→ Tarefas do exercício
**A)** Traduza para o inglês a seguinte frase da reportagem sobre psicanálise no parque: "A cada semana, entre cinco e sete pessoas passam pelas sessões de 30 minutos, com direito a até três encontros por paciente."
**B)** Dê continuidade à reportagem sobre psicanálise no parque a partir do ponto em que ela termina.

→ Trecho fornecido
>>>>>
Psicanálise no parque: projeto social oferece escuta gratuita em área verde do Sudoeste

Todas as quartas-feiras, entre 9h e 12h, um banco à sombra de árvores no Parque Urbano Bosque do Sudoeste se transforma em consultório a céu aberto. É ali que o psicanalista Isinaldo Oliveira do Nascimento, 44 anos, morador do Cruzeiro Novo, realiza atendimentos gratuitos com base na escuta psicanalítica. O projeto, iniciado em 7 de maio com apoio da administração do parque, tem como missão ampliar o acesso à saúde mental e desmistificar a prática da psicanálise, muitas vezes cercada por preconceitos e elitismo.
A cada semana, entre cinco e sete pessoas passam pelas sessões de 30 minutos, com direito a até três encontros por paciente. Os agendamentos são feitos com o auxílio da professora Teresa, responsável por atividades para idosos na região e parceira da iniciativa. “Sempre tive vontade de desenvolver uma ação social. Eu mesmo procurei a administração e recebi apoio. A Teresa ficou encarregada da organização dos atendimentos”, conta Isinaldo.
A proposta não é apenas oferecer ajuda imediata, mas também apresentar a psicanálise como ferramenta de autoconhecimento e reconstrução subjetiva. “Ainda existem muitas pessoas com tabu em cima de um acompanhamento de psicanálise ou psicólogo. Mas todos precisamos cuidar da saúde mental”, afirma o terapeuta, que é mestrando em psicanálise comportamental. Formado em Psicologia no fim da pandemia, ele decidiu seguir exclusivamente pela via da psicanálise. “Na psicologia trabalhamos muito o consciente. A psicanálise vai além: acessa o inconsciente, aquilo que o paciente não consegue dizer.”
<<<<<
→ Trechos dos dados
>>>>>
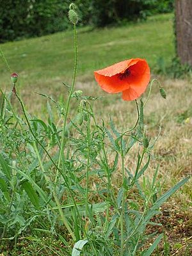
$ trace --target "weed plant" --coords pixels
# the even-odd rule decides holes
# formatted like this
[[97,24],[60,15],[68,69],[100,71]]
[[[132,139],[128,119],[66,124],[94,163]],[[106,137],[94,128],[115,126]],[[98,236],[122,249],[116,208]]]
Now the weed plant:
[[[75,90],[78,17],[74,4],[69,19],[74,25],[75,61],[71,84],[63,83],[68,91],[66,102],[39,93],[47,99],[45,121],[26,109],[17,74],[12,76],[10,92],[1,89],[1,242],[52,237],[62,244],[55,255],[150,255],[163,237],[166,244],[157,228],[148,232],[148,227],[156,230],[161,225],[151,219],[188,180],[162,195],[162,183],[157,179],[159,166],[152,179],[146,175],[159,134],[148,137],[144,109],[157,81],[151,81],[145,102],[136,100],[138,118],[132,128],[118,131],[113,116],[97,121],[92,102],[98,99]],[[14,106],[16,99],[20,109]],[[74,102],[78,107],[72,115]],[[131,159],[131,153],[134,156]],[[127,159],[130,164],[125,164]]]

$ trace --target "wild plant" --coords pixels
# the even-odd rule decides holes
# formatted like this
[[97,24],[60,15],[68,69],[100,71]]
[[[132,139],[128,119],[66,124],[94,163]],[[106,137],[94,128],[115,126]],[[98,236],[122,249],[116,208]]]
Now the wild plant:
[[[161,225],[152,218],[161,214],[161,205],[189,179],[162,195],[160,167],[157,165],[151,179],[146,173],[161,128],[156,138],[148,138],[145,107],[154,83],[164,98],[166,93],[153,79],[147,99],[135,99],[137,120],[125,132],[118,131],[113,116],[107,120],[95,116],[92,101],[100,99],[75,90],[79,18],[75,4],[69,8],[75,61],[71,84],[63,83],[68,92],[66,101],[39,93],[47,100],[47,120],[42,120],[26,110],[17,74],[11,76],[10,92],[1,89],[1,241],[17,239],[21,235],[28,239],[48,234],[61,241],[63,255],[148,256],[164,236],[157,230],[149,232],[149,227],[154,226],[156,230],[156,226]],[[125,100],[135,97],[122,84],[131,79],[134,65],[140,69],[143,63],[150,78],[147,61],[132,60],[135,62],[129,69],[116,71]],[[7,61],[5,63],[9,67]],[[103,77],[100,80],[102,74],[95,72],[95,78],[108,91]],[[111,77],[108,88],[114,86]],[[147,80],[141,84],[144,90]],[[138,83],[143,82],[143,77]],[[15,99],[19,109],[14,106]],[[72,106],[77,105],[71,111]]]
<<<<<
→ Respostas por tarefa
**A)** Each week, between five and seven people attend the 30-minute sessions, with up to three meetings per patient.

**B)**
Criada pelo médico austríaco Sigmund Freud, a psicanálise é um método terapêutico que investiga conflitos internos por meio da fala, revelando emoções primitivas, traumas ocultos e padrões inconscientes. Ao escutar sem julgamento e acolher o sofrimento psíquico, o psicanalista ajuda o paciente a ressignificar vivências e reorganizar sua trajetória emocional. Isinaldo tem se aprofundado em temas como ansiedade, depressão, transtorno do pânico e risco de suicídio — temas que surgem com frequência entre os atendidos.
“Já ouvi muitos relatos de uso impulsivo de medicamentos indicados por amigos ou familiares, sem qualquer prescrição médica. Quando percebo isso, oriento imediatamente a procurar um psiquiatra. Às vezes a pessoa acha que tem ansiedade, mas é pânico. Ou pensa que está com depressão, quando é TAG (transtorno de ansiedade generalizada). Nosso trabalho também ajuda nesse diagnóstico inicial”, explica.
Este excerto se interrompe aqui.